--- start ---
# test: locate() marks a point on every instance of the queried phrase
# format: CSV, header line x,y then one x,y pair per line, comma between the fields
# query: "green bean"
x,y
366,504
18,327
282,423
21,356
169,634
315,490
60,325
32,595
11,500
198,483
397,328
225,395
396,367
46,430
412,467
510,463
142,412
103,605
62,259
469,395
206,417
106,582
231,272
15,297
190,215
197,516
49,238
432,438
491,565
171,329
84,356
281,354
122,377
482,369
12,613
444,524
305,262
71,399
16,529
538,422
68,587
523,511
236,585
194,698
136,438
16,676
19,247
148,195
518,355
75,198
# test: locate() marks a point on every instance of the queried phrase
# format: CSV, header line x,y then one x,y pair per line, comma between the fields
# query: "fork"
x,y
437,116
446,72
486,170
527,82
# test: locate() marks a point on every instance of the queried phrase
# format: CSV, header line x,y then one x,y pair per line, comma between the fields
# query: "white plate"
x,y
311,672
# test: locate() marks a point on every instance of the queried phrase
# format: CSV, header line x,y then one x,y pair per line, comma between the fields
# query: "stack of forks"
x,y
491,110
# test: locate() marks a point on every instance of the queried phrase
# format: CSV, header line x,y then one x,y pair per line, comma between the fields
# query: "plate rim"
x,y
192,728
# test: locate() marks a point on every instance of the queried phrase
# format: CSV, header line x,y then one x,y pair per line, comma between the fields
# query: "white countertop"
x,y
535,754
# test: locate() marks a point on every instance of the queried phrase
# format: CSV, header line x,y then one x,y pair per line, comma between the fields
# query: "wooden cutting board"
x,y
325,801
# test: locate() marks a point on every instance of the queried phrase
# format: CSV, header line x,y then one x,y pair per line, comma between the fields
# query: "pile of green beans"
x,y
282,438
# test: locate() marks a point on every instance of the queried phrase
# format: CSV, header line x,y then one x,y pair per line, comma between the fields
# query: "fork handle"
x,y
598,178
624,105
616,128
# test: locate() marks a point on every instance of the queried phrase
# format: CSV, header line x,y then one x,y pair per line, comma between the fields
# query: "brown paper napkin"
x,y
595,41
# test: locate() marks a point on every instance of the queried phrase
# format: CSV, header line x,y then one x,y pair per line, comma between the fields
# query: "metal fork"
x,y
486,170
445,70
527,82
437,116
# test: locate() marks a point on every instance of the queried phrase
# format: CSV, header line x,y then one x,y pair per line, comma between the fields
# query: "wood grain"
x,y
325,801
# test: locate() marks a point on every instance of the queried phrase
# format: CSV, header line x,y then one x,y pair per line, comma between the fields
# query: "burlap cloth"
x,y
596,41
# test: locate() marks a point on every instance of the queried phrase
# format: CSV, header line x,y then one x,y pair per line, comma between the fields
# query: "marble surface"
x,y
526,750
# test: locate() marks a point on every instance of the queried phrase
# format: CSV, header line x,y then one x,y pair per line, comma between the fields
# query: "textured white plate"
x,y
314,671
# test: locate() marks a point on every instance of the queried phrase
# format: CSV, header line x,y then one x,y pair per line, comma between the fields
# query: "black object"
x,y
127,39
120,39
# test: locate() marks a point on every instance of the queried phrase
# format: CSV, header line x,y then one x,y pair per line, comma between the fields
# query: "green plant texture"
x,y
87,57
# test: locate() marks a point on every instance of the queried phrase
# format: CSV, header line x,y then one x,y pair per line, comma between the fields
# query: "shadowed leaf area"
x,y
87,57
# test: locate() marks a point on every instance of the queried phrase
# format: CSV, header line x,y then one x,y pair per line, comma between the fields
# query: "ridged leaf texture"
--- end ---
• TASK TO COMPLETE
Pull out every line of the data above that contains the string "white" and list those lines unchanged.

• WORKED ANSWER
# query: "white plate"
# query: "white countertop"
# query: "textured white plate"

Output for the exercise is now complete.